Data entries:
** Start **

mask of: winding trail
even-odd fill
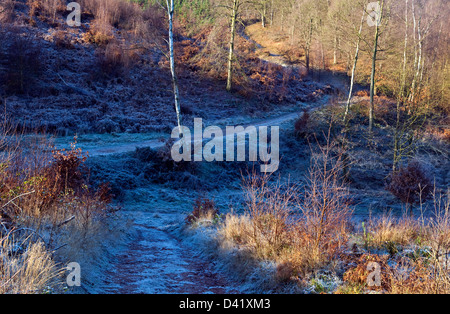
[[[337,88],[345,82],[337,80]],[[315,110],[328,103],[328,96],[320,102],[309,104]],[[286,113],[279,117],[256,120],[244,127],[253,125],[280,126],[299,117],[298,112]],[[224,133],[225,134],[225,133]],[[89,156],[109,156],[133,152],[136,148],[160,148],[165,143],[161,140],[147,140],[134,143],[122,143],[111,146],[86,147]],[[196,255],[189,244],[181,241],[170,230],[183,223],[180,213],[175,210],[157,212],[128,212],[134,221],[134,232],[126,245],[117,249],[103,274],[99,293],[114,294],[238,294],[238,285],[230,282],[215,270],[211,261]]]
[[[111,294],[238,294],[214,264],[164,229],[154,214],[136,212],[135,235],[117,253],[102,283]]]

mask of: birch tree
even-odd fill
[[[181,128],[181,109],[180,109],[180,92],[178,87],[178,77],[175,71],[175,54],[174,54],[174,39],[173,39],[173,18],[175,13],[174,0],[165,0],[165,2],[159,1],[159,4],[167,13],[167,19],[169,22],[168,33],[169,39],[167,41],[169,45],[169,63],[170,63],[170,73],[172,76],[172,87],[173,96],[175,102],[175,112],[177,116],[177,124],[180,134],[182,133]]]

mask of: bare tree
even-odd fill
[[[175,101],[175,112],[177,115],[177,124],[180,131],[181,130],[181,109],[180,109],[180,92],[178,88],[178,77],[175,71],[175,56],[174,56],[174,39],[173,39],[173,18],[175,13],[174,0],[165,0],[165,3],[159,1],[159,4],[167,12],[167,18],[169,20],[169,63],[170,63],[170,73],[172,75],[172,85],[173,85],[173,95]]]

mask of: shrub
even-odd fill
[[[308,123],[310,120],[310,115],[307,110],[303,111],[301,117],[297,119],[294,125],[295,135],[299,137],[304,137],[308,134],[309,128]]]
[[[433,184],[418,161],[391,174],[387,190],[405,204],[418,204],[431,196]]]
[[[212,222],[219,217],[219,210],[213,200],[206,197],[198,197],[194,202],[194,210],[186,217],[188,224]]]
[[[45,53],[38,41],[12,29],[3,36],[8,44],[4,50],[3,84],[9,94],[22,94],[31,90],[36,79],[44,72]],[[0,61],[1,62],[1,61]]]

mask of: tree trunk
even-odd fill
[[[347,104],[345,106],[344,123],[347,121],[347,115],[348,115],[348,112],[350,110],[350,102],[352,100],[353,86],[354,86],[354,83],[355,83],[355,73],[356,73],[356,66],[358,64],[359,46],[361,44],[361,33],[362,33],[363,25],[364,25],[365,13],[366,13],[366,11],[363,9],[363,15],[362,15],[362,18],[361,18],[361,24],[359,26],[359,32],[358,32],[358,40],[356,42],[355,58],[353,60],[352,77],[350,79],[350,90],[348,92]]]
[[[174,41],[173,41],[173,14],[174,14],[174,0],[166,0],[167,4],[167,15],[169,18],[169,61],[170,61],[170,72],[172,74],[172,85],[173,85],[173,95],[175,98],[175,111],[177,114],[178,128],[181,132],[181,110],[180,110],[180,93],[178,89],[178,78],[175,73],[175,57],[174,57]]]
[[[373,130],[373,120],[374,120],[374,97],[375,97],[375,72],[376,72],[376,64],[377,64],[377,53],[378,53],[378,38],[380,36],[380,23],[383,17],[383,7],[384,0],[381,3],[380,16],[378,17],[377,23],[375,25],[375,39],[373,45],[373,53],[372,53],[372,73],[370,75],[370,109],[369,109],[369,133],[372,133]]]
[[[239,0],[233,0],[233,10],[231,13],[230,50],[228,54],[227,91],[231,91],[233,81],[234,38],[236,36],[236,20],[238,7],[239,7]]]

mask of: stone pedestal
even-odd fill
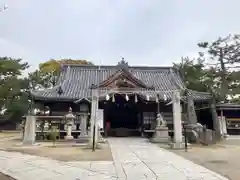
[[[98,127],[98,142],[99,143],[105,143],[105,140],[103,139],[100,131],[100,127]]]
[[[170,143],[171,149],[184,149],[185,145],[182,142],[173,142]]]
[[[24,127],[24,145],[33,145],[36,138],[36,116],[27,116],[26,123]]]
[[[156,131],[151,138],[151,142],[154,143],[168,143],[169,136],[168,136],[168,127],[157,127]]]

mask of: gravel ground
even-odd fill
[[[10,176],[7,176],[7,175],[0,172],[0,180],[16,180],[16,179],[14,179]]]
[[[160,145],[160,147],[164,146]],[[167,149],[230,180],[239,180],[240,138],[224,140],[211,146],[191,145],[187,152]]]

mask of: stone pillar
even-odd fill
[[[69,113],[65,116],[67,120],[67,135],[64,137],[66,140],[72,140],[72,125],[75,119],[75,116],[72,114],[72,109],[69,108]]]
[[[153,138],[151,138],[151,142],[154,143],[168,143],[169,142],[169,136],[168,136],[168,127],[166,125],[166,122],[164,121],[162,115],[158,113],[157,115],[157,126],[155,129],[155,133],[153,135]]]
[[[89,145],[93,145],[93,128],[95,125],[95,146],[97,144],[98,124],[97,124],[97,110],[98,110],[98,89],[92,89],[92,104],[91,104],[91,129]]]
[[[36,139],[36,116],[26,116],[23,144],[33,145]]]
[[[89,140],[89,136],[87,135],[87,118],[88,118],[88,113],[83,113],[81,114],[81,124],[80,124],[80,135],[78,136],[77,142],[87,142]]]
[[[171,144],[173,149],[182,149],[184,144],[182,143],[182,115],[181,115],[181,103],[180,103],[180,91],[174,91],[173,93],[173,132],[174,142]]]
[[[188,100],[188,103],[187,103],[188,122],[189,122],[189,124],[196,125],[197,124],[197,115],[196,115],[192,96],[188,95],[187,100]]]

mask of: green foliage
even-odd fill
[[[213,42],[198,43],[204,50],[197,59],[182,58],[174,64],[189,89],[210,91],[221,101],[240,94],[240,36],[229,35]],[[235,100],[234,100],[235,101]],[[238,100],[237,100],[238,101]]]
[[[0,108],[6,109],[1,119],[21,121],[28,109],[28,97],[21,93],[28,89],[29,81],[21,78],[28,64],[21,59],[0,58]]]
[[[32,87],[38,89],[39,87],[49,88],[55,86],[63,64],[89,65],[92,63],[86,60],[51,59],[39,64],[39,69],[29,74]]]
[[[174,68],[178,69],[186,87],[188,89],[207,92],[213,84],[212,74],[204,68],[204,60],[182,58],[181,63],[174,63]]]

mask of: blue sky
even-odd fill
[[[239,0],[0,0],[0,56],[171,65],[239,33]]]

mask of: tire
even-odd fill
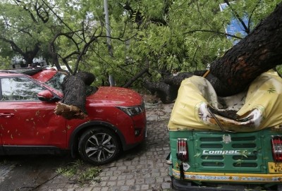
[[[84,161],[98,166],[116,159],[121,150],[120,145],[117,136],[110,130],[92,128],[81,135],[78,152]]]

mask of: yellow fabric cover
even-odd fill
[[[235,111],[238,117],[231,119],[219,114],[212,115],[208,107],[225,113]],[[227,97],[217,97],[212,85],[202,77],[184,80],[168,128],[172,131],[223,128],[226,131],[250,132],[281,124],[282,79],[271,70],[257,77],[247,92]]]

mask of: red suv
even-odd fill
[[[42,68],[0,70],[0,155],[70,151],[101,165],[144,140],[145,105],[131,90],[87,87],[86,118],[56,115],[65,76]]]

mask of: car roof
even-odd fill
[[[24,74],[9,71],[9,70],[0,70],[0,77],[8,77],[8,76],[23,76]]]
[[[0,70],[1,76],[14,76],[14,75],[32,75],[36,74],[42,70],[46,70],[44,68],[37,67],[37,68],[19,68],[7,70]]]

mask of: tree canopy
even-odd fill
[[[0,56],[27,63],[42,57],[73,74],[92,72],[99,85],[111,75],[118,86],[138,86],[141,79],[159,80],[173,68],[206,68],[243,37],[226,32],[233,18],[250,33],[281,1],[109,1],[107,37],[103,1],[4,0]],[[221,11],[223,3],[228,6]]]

** End **
** Start **

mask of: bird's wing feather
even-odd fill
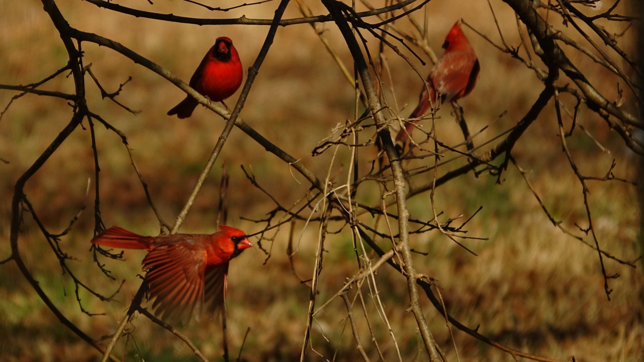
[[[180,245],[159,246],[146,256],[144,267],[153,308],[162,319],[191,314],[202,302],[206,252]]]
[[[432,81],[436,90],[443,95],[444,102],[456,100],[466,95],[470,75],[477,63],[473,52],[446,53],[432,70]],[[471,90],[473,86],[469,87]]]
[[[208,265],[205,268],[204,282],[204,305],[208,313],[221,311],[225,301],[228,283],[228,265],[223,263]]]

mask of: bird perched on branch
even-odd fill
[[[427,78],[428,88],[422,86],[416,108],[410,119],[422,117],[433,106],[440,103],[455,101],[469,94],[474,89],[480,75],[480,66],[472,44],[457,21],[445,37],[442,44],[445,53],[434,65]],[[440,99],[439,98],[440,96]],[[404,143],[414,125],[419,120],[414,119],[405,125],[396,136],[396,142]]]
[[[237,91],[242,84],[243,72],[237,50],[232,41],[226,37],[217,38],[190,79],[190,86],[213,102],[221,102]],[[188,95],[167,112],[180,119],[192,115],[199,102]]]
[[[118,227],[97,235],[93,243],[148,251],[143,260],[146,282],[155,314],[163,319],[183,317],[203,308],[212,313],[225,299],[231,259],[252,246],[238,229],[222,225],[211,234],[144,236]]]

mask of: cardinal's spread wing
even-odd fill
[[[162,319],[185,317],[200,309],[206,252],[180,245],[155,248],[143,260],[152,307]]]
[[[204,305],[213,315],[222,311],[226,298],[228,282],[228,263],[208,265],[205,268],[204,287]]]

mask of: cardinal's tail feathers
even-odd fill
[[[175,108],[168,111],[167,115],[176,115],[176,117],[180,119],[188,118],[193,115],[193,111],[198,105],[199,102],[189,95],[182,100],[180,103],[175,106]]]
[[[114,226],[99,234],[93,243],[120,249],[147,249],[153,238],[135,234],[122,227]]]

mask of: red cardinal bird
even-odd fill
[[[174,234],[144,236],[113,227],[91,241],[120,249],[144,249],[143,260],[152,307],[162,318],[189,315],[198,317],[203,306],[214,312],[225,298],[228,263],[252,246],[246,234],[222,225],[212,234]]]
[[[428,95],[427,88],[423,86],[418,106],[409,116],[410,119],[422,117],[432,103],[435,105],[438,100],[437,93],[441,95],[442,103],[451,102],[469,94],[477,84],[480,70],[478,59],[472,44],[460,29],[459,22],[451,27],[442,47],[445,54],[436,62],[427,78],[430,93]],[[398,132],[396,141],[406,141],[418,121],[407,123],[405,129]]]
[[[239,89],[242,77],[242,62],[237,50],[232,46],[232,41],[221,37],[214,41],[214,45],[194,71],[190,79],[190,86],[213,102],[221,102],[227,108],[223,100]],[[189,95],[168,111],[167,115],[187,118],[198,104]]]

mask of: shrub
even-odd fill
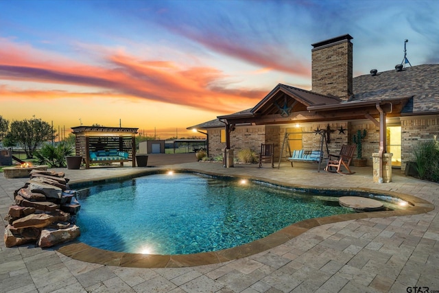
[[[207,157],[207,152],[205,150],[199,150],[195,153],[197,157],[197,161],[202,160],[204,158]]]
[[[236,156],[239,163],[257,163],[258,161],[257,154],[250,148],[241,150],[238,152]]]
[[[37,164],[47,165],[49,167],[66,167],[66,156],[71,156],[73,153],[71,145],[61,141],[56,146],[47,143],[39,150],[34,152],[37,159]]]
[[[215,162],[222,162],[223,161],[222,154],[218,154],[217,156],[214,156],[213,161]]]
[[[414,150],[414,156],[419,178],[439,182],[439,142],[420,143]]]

** End **

THE REQUEST: Count the lines in the data above that contain the string "bird", treating uppercase and lowercase as different. Reply with only the number.

EXPECTED ANSWER: 3